§ Activity
Which parts of the family's house does the devotional below mention?

Revelation 3:20: Behold, I stand at the door and knock; if anyone hears My voice and opens the door, I will come in to him and will dine with him, and he with Me.
“I went to your room, but you weren’t there. As we were walking back to our class, I heard your voice in this class so I knew where you were!” exclaimed sweet James. He and some friends had brought me a cupcake, one of many cupcakes that he had brought to share with his class and special teachers to him because it was his last day at my school. I have taught him for the past four years and always look forward to seeing him. His family had the opportunity to move to a different state with his dad’s job so this day held our last moments face to face. I hugged him and told him that I would look forward to hearing from his mother about how their family would be doing in their new state.
I had to teach my Technology class with iPads in a Kindergarten class due to some online testing in the Computer Lab where I normally teach. James knew my normal location so his words have continued to resonate with me when he said, “…I heard your voice in this class” meaning the Kindergarten class that I was in so he knew to bring the cupcake to a different place. When you recognize the voice of the one you are looking for, you can walk toward that voice, arrive and talk to the person like James did to me.
His sweet words have caused me to think about the voices to which I have listened. I know that Jesus tells us that He is standing at “the door” and is knocking. I have to choose to listen for His voice and welcome Him into my life. Sometimes other issues seem to also be knocking on my heart’s door which can clamor for my attention. James knew I must be at school since I’m a teacher so he just kept listening as he passed by classrooms until he heard me. Some of my life’s moments have caused me to walk to destinations that I had not originally planned to go, but even then, God kept knocking.
When I was 12, I heard Jesus knocking at my heart’s door during a time of uncertainty which wedged between my childhood and teenager years. My mother received a cancer diagnosis in January of 1983. I distinctly remember the moment when I found out while standing in my bedroom holding my mother who had fallen on my shoulders in despair. I grew up that day.
I walked into my house through our car port’s door after school as a carefree 12 year old but was told by my mother that she had gotten a test result back that showed a tumor in her kidney. Before this moment, my mother had started having severe lower back pain and felt relief from the medicine in Tylenol. At the time in the early 1980s, someone was putting cyanide into Tylenol so Tylenol was pulled from all store shelves for a long time. Once she could no longer take it, she decided to go to the doctor to see why she was having the back pain.
My mother came into my bedroom, tears streaming down her face, and told me the news. The doctor had called with test results that her pain was coming from a tumor in her kidney. She was relieved to finally know the root of the pain problem, but now, there would be a new road to travel. My father, mother and I went to the hospital for her to have more tests. Waiting for results and not knowing what would happen for a while was so hard. Finally, Dr. Peterson shared, “Her cancerous tumor is contained in her kidney so we will remove it.”
My father reached out and called all of our family friends and begged them to pray for mother before and after the surgery. He loved Jesus but this cancer caused him to pray fervently and ask for prayer for my mother. His voice would crack and wobble as he sat at our kitchen bar revealing the details to various family friends on the phone. I listened from down the hallway in my bedroom. He was holding on to Jesus and wanting others to ask Jesus to help my mother. I had trusted Jesus as my Savior and prayed before this time, but now, I needed His healing touch for my mother. The doctor gave hope by telling us that one kidney could be removed but until it was done, I nervously waited and prayed.

§ Stored data
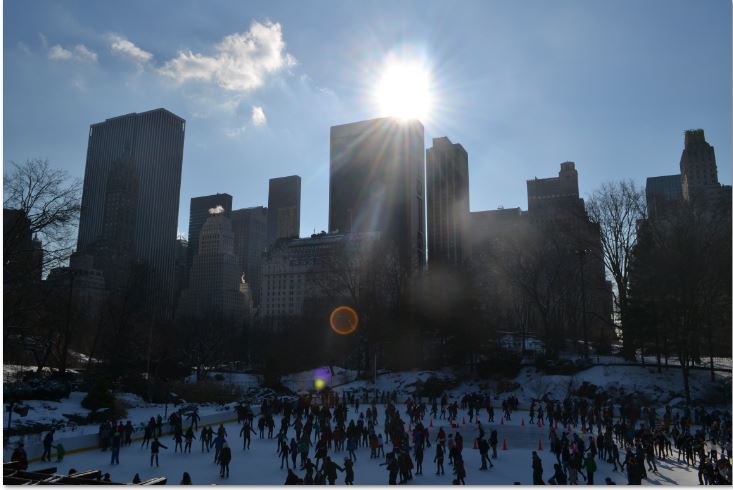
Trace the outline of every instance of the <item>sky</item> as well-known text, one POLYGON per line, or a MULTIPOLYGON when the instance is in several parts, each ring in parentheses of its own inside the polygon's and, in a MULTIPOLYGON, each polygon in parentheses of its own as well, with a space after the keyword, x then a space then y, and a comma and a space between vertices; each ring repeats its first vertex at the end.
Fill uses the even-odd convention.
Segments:
POLYGON ((329 130, 383 115, 387 60, 429 74, 426 147, 468 152, 472 211, 527 207, 576 162, 580 192, 679 173, 703 128, 731 182, 729 0, 5 1, 3 167, 83 178, 89 125, 165 107, 186 121, 191 197, 267 205, 302 177, 301 236, 328 226, 329 130))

§ Task result
- the bedroom
- the car port's door
- the kitchen bar
- the hallway